WORK TASK: Print every record below exactly as written.

..........

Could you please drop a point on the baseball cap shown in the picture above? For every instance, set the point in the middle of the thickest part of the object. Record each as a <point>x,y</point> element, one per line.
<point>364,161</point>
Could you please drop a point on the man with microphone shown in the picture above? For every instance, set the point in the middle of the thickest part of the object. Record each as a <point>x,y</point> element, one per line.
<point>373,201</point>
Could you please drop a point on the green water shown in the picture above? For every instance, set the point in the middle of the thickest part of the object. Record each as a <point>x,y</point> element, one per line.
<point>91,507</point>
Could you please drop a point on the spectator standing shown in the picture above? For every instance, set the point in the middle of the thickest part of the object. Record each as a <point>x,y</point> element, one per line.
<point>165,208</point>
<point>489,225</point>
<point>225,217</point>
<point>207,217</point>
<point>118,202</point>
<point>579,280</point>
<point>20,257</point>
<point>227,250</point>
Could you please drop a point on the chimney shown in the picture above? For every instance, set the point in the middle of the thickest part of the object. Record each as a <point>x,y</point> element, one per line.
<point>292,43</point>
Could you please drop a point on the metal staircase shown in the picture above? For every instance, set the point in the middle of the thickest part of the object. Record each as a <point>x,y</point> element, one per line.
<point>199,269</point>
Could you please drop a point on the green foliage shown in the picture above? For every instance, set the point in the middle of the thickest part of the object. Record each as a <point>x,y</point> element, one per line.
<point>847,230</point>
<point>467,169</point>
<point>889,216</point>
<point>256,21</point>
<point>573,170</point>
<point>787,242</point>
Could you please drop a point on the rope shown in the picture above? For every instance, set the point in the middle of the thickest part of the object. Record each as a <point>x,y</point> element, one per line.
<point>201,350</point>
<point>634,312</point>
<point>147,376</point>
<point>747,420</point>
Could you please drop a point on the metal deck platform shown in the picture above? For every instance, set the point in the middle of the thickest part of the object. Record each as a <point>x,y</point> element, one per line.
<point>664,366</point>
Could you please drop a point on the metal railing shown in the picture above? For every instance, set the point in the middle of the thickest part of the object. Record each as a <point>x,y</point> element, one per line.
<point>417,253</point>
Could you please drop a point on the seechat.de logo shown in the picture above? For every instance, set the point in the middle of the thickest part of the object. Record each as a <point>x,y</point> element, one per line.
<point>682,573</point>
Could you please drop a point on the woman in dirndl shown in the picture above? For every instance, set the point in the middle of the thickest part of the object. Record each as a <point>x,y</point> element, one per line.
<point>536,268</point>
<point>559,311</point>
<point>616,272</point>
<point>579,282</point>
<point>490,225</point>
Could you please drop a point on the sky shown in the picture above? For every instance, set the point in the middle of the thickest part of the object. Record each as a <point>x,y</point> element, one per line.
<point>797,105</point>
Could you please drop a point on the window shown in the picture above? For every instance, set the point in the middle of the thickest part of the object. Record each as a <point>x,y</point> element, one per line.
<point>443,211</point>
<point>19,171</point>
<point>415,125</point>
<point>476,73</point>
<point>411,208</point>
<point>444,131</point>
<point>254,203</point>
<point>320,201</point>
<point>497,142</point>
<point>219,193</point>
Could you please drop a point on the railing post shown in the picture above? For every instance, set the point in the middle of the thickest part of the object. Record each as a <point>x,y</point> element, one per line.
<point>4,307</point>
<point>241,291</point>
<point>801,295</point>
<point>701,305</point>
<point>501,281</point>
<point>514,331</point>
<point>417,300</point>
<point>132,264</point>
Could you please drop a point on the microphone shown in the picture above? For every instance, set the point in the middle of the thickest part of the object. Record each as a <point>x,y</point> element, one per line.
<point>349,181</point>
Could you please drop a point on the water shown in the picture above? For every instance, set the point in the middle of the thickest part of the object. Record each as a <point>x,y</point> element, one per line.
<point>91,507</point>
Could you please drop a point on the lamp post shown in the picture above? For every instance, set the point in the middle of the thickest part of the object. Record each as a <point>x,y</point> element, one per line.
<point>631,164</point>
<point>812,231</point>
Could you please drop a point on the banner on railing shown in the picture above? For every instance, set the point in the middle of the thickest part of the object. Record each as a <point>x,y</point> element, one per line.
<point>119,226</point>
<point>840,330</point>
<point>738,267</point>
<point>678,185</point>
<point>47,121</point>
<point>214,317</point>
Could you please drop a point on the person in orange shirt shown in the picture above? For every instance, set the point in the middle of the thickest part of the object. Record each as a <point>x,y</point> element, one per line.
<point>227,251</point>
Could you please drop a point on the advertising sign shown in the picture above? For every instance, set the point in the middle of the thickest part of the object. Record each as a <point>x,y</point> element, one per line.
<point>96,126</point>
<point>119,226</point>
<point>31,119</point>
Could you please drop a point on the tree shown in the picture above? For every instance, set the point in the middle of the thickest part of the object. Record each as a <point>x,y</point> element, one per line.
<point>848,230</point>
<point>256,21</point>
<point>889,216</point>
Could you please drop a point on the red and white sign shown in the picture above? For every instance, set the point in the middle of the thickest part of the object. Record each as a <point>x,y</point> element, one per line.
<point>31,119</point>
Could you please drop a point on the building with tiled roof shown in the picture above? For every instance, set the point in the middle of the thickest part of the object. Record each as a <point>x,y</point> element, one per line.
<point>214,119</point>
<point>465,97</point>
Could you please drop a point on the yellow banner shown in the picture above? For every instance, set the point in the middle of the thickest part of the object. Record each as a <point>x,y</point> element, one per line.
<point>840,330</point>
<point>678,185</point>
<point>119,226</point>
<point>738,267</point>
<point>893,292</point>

..........

WRITTEN RESPONSE:
Could you please drop a point on the baseball cap shown in the picture above? For every instance, set the point in the middle of the thickest part of the object. Record each as a <point>x,y</point> element, one per line.
<point>364,161</point>
Could you please drop a point on the man with microphone shown in the picture above? For every instance, set the point in the middle of the thickest part of the object. Record each as a <point>x,y</point> element, one per line.
<point>373,201</point>
Could you please drop a point on the green water shown in the picture above? For every instance, set the point in the middle of the thickest part of the object. Record each as a <point>x,y</point> element, one per line.
<point>91,507</point>
Could you please drop a point on the spectator standing shown in the picture above? For every instance, set the point in the middle of the thickest part of the object. Record each as a <point>x,y</point> element, one per line.
<point>165,208</point>
<point>489,225</point>
<point>225,217</point>
<point>207,217</point>
<point>118,202</point>
<point>579,280</point>
<point>20,257</point>
<point>227,250</point>
Could you please drop a point on the chimney shown in the picture above? For every instance, set the point in the middle of the thickest part of the object. Record each as a <point>x,y</point> element, one per line.
<point>292,43</point>
Could you please drop a point on the metal staircase shown in the picture above? For every instance, set the point in the middle of the thickest part of the object. Record each as a <point>x,y</point> element, one per line.
<point>199,269</point>
Could you please drop a point on the green foliage shown in the picture above? For every instance, set the point in the middle of the thickest part of the object. Record each as a <point>x,y</point> element, one per line.
<point>847,230</point>
<point>467,169</point>
<point>889,216</point>
<point>256,21</point>
<point>573,170</point>
<point>787,242</point>
Could you please drop a point on the rope shown in the picture above? For every instance, set the point in the middle of the thickest part of the object. Record each as a <point>x,y</point> element, one per line.
<point>201,350</point>
<point>634,312</point>
<point>147,376</point>
<point>747,420</point>
Could you please drop a point on the metal deck platform shown in the picture above? For every instance, set the point in the middle of the thickest part of the object. Record each as a <point>x,y</point> element, one per line.
<point>664,366</point>
Could you please drop a point on the metal railing shown in the picture above? For every instance, set the point in the middle of the thickest part of the object. Record each as a <point>x,y</point> element, one per line.
<point>417,253</point>
Could you please drop a point on the seechat.de logo shown in the picture above? For every instance, set the point in the middle of the thickest part of the object. Record each as a <point>x,y</point> element, one per line.
<point>682,573</point>
Could you please drop a point on the woman in dirndl shown in the picture above? For every instance, set the point in the middle of the thickest part of the object. Record each as a <point>x,y</point> element, one per line.
<point>536,268</point>
<point>559,311</point>
<point>616,272</point>
<point>579,282</point>
<point>490,225</point>
Could you please drop a point on the sky shown in the picture above? For every instance, set the point in the middle of the thickest part of the object. Record each as a <point>x,y</point> element, one per line.
<point>797,105</point>
Could you please drop a point on the window shown in the picture above? For every instance, set the point in the middle of the thickest part of the object. Record each as a <point>x,y</point> element, one per line.
<point>443,211</point>
<point>19,171</point>
<point>415,125</point>
<point>476,73</point>
<point>411,208</point>
<point>444,131</point>
<point>254,203</point>
<point>320,201</point>
<point>497,142</point>
<point>219,193</point>
Could you please drop a point on the railing post shown in the picture above? For every instance, set the point in the middle of the thickest part of the object. Record each as a <point>x,y</point> element, one per line.
<point>4,307</point>
<point>241,291</point>
<point>801,295</point>
<point>701,305</point>
<point>501,281</point>
<point>514,331</point>
<point>417,300</point>
<point>132,264</point>
Could you please drop a point on the microphone shown in the picture above? For every instance, set the point in the middle of the thickest part of the object. Record each as a <point>x,y</point> element, one per line.
<point>349,181</point>
Could you please drop a point on the water shown in the picture above? For every instance, set the point in the middle of the thickest part of the object. Record each as a <point>x,y</point> element, one per line.
<point>91,507</point>
Could you please drop a point on the lamp post shown in the picture above? For every instance, set the point in the middle of the thickest part of the object. Record each as a <point>x,y</point> element, one per line.
<point>631,164</point>
<point>812,231</point>
Could you please drop a point on the banner on railing shown in the picture above? For every instance, set the point in the middle of the thickest part of the object. Record each as a <point>x,y</point> element, one per line.
<point>119,226</point>
<point>840,330</point>
<point>738,267</point>
<point>678,185</point>
<point>47,121</point>
<point>214,317</point>
Could you please drop a point on the person in orange shirt shown in the picture above? For every instance, set the point in the middle of the thickest part of the object. Record each as a <point>x,y</point> element, one per line.
<point>227,251</point>
Could you please drop a point on the advertising sign shown in the picture above? For every instance, set the point in the middle of the thickest part of the object. Record each as a <point>x,y</point> element, one per line.
<point>96,126</point>
<point>119,226</point>
<point>31,119</point>
Could you please drop a point on the tree shown in the picture above? For every instance, set the point in the middle of the thickest part of the object. Record each as a <point>x,y</point> element, one per line.
<point>848,230</point>
<point>256,21</point>
<point>889,216</point>
Could you please drop a point on the red and white sign shown in the picture above? For every instance, set the point in the middle of the thickest part of the object. Record each as a <point>x,y</point> element, one per line.
<point>31,119</point>
Could you please drop a point on the building with tiled roof shown in the picture above? For every instance, set the point in the middle of the thickest part of the object. Record each as a <point>x,y</point> element, one per line.
<point>214,119</point>
<point>465,97</point>
Could you please drop a point on the yellow banner shown in the picture above? For every instance, set the point in the middle of the thickest part of the object. Record each as a <point>x,y</point> element, one per line.
<point>840,330</point>
<point>678,185</point>
<point>119,226</point>
<point>738,267</point>
<point>893,292</point>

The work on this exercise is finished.